Among the entries, find the lines with the string "utility" and copy them.

[Opening Records for this task section]

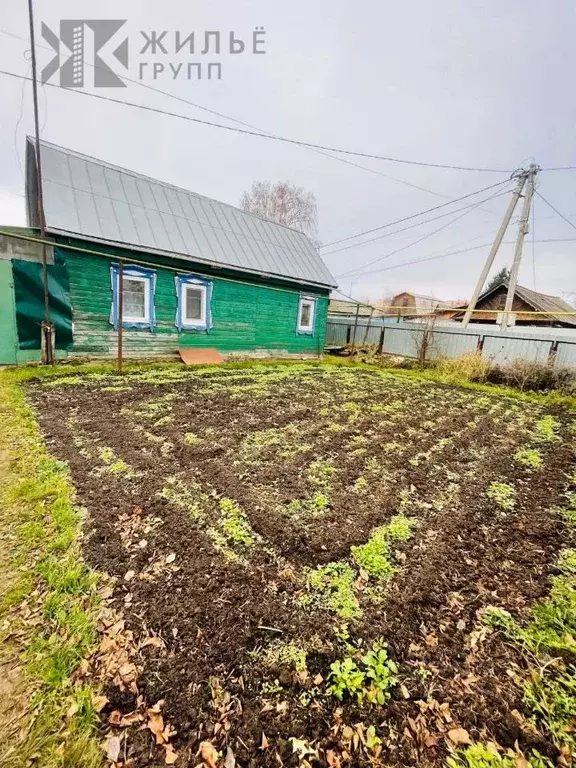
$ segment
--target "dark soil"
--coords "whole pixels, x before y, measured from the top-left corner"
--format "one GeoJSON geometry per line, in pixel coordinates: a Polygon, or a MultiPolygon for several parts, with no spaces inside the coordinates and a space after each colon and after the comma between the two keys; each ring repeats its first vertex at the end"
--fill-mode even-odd
{"type": "MultiPolygon", "coordinates": [[[[114,605],[135,642],[164,641],[141,650],[137,686],[148,706],[164,701],[177,766],[198,765],[203,741],[222,755],[230,747],[242,766],[298,765],[291,738],[323,765],[368,765],[344,727],[358,723],[382,740],[375,765],[442,765],[455,727],[550,754],[519,721],[522,660],[482,611],[522,617],[549,589],[564,544],[550,510],[573,454],[561,409],[333,366],[62,379],[32,382],[28,394],[88,510],[86,558],[117,578],[114,605]],[[550,412],[562,439],[541,446],[542,469],[520,466],[515,451],[550,412]],[[115,471],[117,460],[129,470],[115,471]],[[335,469],[320,481],[318,460],[335,469]],[[170,478],[204,494],[208,511],[167,498],[170,478]],[[494,481],[515,488],[513,510],[487,497],[494,481]],[[318,493],[328,504],[310,511],[318,493]],[[253,546],[218,549],[221,499],[244,511],[253,546]],[[399,512],[418,521],[415,534],[395,548],[379,599],[359,580],[363,614],[348,623],[356,646],[388,644],[399,684],[382,707],[339,702],[326,689],[330,664],[346,655],[343,622],[302,605],[306,574],[354,565],[351,546],[399,512]],[[308,649],[307,674],[265,661],[278,641],[308,649]]],[[[137,706],[113,685],[107,695],[105,719],[137,706]]],[[[140,768],[163,765],[165,752],[134,728],[127,755],[140,768]]]]}

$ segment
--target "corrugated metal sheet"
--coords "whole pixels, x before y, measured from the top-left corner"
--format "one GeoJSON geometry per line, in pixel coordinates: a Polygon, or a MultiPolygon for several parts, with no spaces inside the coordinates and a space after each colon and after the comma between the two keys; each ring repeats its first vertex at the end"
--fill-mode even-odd
{"type": "MultiPolygon", "coordinates": [[[[28,210],[34,212],[30,141],[26,191],[28,210]]],[[[41,155],[49,232],[307,285],[336,285],[301,232],[54,144],[42,142],[41,155]]]]}
{"type": "MultiPolygon", "coordinates": [[[[364,325],[366,323],[364,322],[364,325]]],[[[353,329],[353,319],[328,318],[326,327],[326,344],[339,346],[346,344],[348,329],[353,329]]],[[[358,343],[361,343],[364,330],[356,333],[358,343]]],[[[368,343],[379,344],[380,333],[384,330],[383,351],[387,355],[402,355],[417,357],[422,341],[425,323],[403,322],[394,325],[380,325],[369,331],[368,343]]],[[[515,360],[526,360],[547,363],[553,360],[556,368],[576,368],[576,331],[564,328],[514,328],[500,331],[494,325],[474,324],[470,328],[462,328],[459,323],[451,326],[438,324],[432,331],[432,342],[428,349],[428,358],[459,357],[473,353],[478,348],[479,341],[483,342],[483,355],[499,365],[515,360]],[[553,358],[554,346],[556,354],[553,358]]],[[[351,335],[350,335],[351,338],[351,335]]]]}

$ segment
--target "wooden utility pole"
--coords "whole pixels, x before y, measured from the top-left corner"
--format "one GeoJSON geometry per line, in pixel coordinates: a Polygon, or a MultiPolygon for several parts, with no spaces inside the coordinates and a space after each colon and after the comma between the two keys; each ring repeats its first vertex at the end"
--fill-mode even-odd
{"type": "Polygon", "coordinates": [[[534,164],[532,164],[528,169],[526,194],[524,196],[524,205],[522,206],[520,223],[518,224],[518,237],[516,238],[514,261],[512,262],[512,269],[510,270],[510,278],[508,280],[506,304],[504,305],[504,312],[502,313],[502,320],[500,321],[500,330],[502,331],[505,331],[509,326],[510,312],[512,311],[514,294],[516,293],[516,283],[518,282],[518,270],[520,269],[520,262],[522,261],[522,247],[524,245],[524,237],[526,236],[529,227],[528,221],[530,219],[530,208],[532,206],[532,197],[534,196],[534,179],[536,178],[539,170],[540,168],[534,164]]]}
{"type": "Polygon", "coordinates": [[[122,373],[123,355],[123,324],[124,324],[124,262],[118,264],[118,306],[116,322],[118,323],[118,373],[122,373]]]}
{"type": "Polygon", "coordinates": [[[352,350],[356,349],[356,331],[358,330],[359,314],[360,314],[360,304],[356,304],[356,317],[354,318],[354,335],[352,336],[352,350]]]}
{"type": "Polygon", "coordinates": [[[44,215],[44,188],[42,183],[42,158],[40,156],[40,120],[38,117],[38,72],[36,65],[36,42],[34,36],[34,8],[33,0],[28,0],[28,20],[30,24],[30,52],[32,63],[32,97],[34,101],[34,131],[36,154],[36,178],[38,180],[38,219],[40,222],[40,235],[42,237],[42,282],[44,286],[44,322],[42,323],[42,362],[51,364],[54,362],[52,343],[54,326],[50,319],[50,293],[48,289],[48,258],[46,255],[46,218],[44,215]]]}
{"type": "Polygon", "coordinates": [[[516,209],[516,205],[518,203],[520,195],[522,194],[522,190],[524,189],[524,185],[526,184],[526,180],[528,179],[529,173],[530,171],[524,171],[524,170],[518,173],[518,184],[516,186],[516,189],[514,190],[514,194],[512,195],[510,204],[506,209],[506,213],[504,214],[504,219],[502,220],[500,229],[496,234],[496,239],[492,244],[492,248],[490,249],[490,253],[488,254],[488,258],[486,259],[484,267],[482,268],[482,272],[480,273],[480,277],[478,278],[478,282],[476,283],[476,287],[474,288],[474,293],[472,294],[470,303],[468,304],[468,309],[466,310],[466,314],[464,315],[464,319],[462,320],[462,326],[464,328],[466,328],[466,326],[470,322],[470,319],[472,318],[472,314],[476,309],[478,297],[482,293],[482,289],[484,288],[486,278],[488,277],[488,274],[492,269],[492,264],[494,263],[494,259],[496,258],[498,249],[502,244],[502,240],[504,239],[504,235],[506,234],[506,230],[508,229],[508,225],[510,224],[510,219],[512,218],[512,214],[516,209]]]}

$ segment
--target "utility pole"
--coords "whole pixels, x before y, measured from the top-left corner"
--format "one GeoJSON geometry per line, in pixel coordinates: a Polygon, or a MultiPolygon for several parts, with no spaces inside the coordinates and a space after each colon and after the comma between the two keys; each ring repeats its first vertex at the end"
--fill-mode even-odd
{"type": "Polygon", "coordinates": [[[492,244],[492,248],[490,249],[490,253],[488,254],[488,258],[486,259],[486,263],[484,264],[482,272],[480,273],[480,277],[478,278],[478,282],[476,283],[476,287],[474,288],[474,293],[472,294],[472,298],[470,299],[470,302],[468,304],[468,309],[466,310],[466,314],[464,315],[464,319],[462,320],[462,326],[464,328],[466,328],[466,326],[470,322],[470,319],[472,318],[472,314],[476,309],[478,297],[482,293],[482,289],[484,288],[486,278],[488,277],[488,274],[492,269],[492,264],[494,263],[494,259],[496,258],[498,249],[502,244],[502,240],[504,239],[504,235],[506,234],[506,230],[508,229],[508,225],[510,224],[510,219],[512,218],[512,214],[516,209],[516,205],[518,203],[520,195],[522,194],[522,190],[524,189],[524,185],[526,184],[526,180],[528,179],[529,174],[530,174],[530,171],[522,170],[518,172],[518,184],[516,186],[516,189],[514,190],[514,194],[512,195],[512,199],[510,200],[508,208],[506,209],[506,213],[504,214],[504,219],[502,220],[500,229],[496,234],[496,239],[492,244]]]}
{"type": "Polygon", "coordinates": [[[526,194],[524,196],[524,205],[522,206],[520,223],[518,224],[518,237],[516,238],[514,261],[512,262],[512,269],[510,270],[510,279],[508,280],[508,294],[506,295],[506,304],[504,305],[504,312],[502,313],[502,320],[500,322],[500,330],[502,331],[505,331],[509,325],[510,312],[512,311],[514,294],[516,293],[516,283],[518,281],[518,270],[520,269],[520,262],[522,260],[522,247],[524,245],[524,237],[526,236],[529,228],[528,221],[530,219],[530,208],[532,206],[532,197],[534,196],[534,179],[536,178],[539,170],[539,166],[532,163],[527,172],[526,194]]]}
{"type": "Polygon", "coordinates": [[[44,215],[44,191],[42,183],[42,159],[40,156],[40,120],[38,117],[38,72],[36,66],[36,42],[34,36],[34,8],[33,0],[28,0],[28,20],[30,23],[30,52],[32,62],[32,95],[34,100],[34,131],[35,131],[35,155],[36,178],[38,180],[38,219],[40,222],[40,235],[42,237],[42,282],[44,286],[44,322],[42,323],[42,362],[54,363],[52,354],[52,341],[54,326],[50,320],[50,293],[48,289],[48,259],[46,255],[46,218],[44,215]]]}

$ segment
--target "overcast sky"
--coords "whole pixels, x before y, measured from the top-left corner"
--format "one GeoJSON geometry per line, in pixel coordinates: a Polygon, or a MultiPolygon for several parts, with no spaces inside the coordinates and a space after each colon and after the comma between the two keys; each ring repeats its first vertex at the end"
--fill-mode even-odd
{"type": "MultiPolygon", "coordinates": [[[[5,0],[0,29],[26,37],[25,5],[5,0]]],[[[205,30],[220,30],[226,43],[227,33],[235,30],[251,44],[254,28],[265,27],[266,55],[182,58],[172,51],[165,57],[221,61],[219,81],[174,80],[167,74],[156,81],[148,76],[144,82],[276,134],[431,163],[510,170],[531,161],[543,168],[576,165],[573,0],[99,0],[82,3],[82,9],[85,19],[127,20],[128,74],[134,79],[143,58],[140,30],[179,30],[183,36],[196,30],[202,38],[205,30]]],[[[44,21],[57,32],[60,19],[77,17],[77,0],[36,2],[38,29],[44,21]]],[[[27,48],[25,41],[0,33],[0,68],[27,74],[27,48]]],[[[41,65],[52,58],[43,47],[38,54],[41,65]]],[[[115,71],[121,74],[121,67],[115,71]]],[[[23,148],[26,133],[33,131],[31,85],[4,75],[0,82],[0,222],[24,224],[23,148]]],[[[89,90],[227,122],[137,84],[89,90]]],[[[316,195],[323,243],[506,178],[349,158],[378,172],[373,173],[301,147],[60,88],[42,88],[40,107],[41,133],[47,141],[228,203],[237,204],[255,180],[303,186],[316,195]]],[[[539,191],[576,223],[576,171],[541,173],[539,191]]],[[[401,290],[443,299],[469,296],[487,247],[363,276],[345,273],[405,246],[372,269],[489,243],[508,199],[501,196],[486,203],[419,244],[410,245],[457,214],[327,255],[326,263],[342,290],[352,289],[360,298],[401,290]]],[[[506,240],[515,235],[514,227],[506,240]]],[[[533,246],[529,234],[521,284],[533,288],[535,282],[538,290],[553,294],[576,291],[573,238],[576,231],[536,198],[535,239],[567,241],[533,246]]],[[[512,250],[512,244],[503,247],[499,266],[510,263],[512,250]]]]}

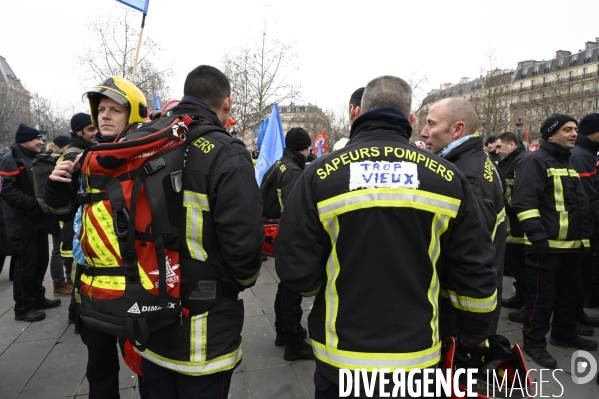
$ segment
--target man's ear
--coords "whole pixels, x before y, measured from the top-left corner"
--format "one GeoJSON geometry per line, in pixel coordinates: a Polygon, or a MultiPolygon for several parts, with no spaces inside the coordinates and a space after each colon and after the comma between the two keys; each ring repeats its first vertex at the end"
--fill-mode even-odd
{"type": "Polygon", "coordinates": [[[414,122],[416,122],[416,114],[413,112],[410,112],[410,116],[408,116],[408,120],[410,121],[410,126],[412,126],[414,124],[414,122]]]}
{"type": "Polygon", "coordinates": [[[231,107],[233,106],[233,97],[229,96],[227,98],[225,98],[225,101],[223,102],[222,105],[222,110],[228,114],[229,112],[231,112],[231,107]]]}
{"type": "Polygon", "coordinates": [[[354,119],[356,119],[358,116],[362,115],[362,107],[360,107],[359,105],[356,106],[356,108],[354,108],[354,115],[356,115],[354,117],[354,119]]]}
{"type": "Polygon", "coordinates": [[[463,121],[458,121],[458,122],[454,123],[451,128],[451,138],[454,140],[459,139],[462,136],[462,134],[464,133],[465,129],[466,129],[466,124],[463,121]]]}
{"type": "Polygon", "coordinates": [[[79,130],[78,132],[75,132],[75,134],[79,137],[83,137],[83,130],[79,130]]]}

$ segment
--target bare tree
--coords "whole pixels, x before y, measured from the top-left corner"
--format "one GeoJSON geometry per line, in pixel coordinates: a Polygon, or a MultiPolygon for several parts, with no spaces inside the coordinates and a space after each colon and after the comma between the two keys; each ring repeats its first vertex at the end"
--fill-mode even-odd
{"type": "Polygon", "coordinates": [[[335,108],[325,111],[329,118],[330,129],[327,130],[327,147],[329,151],[342,138],[349,138],[349,106],[346,103],[339,103],[335,108]]]}
{"type": "Polygon", "coordinates": [[[22,87],[0,84],[0,147],[8,147],[20,122],[31,123],[29,100],[22,87]]]}
{"type": "MultiPolygon", "coordinates": [[[[137,21],[138,16],[139,13],[122,6],[118,17],[101,16],[89,24],[91,40],[85,53],[79,56],[86,84],[97,84],[110,76],[131,78],[139,38],[139,28],[134,27],[133,21],[137,21]]],[[[171,99],[168,81],[173,70],[160,65],[162,51],[162,46],[154,40],[148,37],[142,40],[135,85],[143,92],[148,105],[154,93],[163,104],[171,99]]]]}
{"type": "Polygon", "coordinates": [[[47,133],[49,140],[61,134],[69,134],[72,114],[67,112],[66,109],[39,93],[33,94],[31,99],[33,123],[47,133]]]}
{"type": "Polygon", "coordinates": [[[275,103],[294,100],[299,87],[290,75],[297,71],[293,46],[267,32],[267,24],[252,43],[227,53],[222,70],[231,81],[233,109],[239,137],[251,140],[252,131],[266,118],[275,103]]]}

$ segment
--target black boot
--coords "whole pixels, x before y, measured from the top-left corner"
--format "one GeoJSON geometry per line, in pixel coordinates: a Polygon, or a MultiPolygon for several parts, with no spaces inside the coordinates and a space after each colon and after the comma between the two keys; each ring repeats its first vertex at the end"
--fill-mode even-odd
{"type": "Polygon", "coordinates": [[[599,305],[599,289],[596,284],[591,284],[584,294],[584,307],[593,309],[599,305]]]}
{"type": "Polygon", "coordinates": [[[524,344],[522,346],[522,351],[526,353],[528,356],[532,358],[532,361],[538,364],[539,366],[547,367],[553,369],[557,366],[557,360],[553,358],[547,352],[545,348],[531,348],[530,346],[524,344]]]}
{"type": "Polygon", "coordinates": [[[589,316],[586,313],[578,316],[578,322],[589,327],[599,327],[599,317],[589,316]]]}
{"type": "Polygon", "coordinates": [[[501,307],[504,308],[520,309],[522,306],[524,306],[524,299],[520,291],[516,291],[516,294],[511,298],[501,300],[501,307]]]}
{"type": "Polygon", "coordinates": [[[593,327],[585,326],[581,322],[576,322],[576,334],[582,335],[584,337],[590,337],[595,334],[595,329],[593,327]]]}
{"type": "Polygon", "coordinates": [[[507,318],[516,323],[524,323],[524,306],[507,314],[507,318]]]}
{"type": "Polygon", "coordinates": [[[312,345],[307,342],[302,342],[300,345],[287,345],[285,347],[285,354],[283,359],[287,361],[292,360],[312,360],[314,359],[314,351],[312,345]]]}

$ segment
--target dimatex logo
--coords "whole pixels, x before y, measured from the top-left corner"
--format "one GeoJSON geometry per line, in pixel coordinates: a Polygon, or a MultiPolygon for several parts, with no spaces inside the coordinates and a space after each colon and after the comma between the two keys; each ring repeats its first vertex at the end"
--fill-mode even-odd
{"type": "Polygon", "coordinates": [[[139,306],[137,306],[137,302],[135,302],[135,305],[131,306],[131,308],[127,311],[127,313],[137,313],[137,314],[141,313],[139,311],[139,306]]]}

[Closing Records for this task section]

* **Solution**
--target "wooden utility pole"
--target "utility pole"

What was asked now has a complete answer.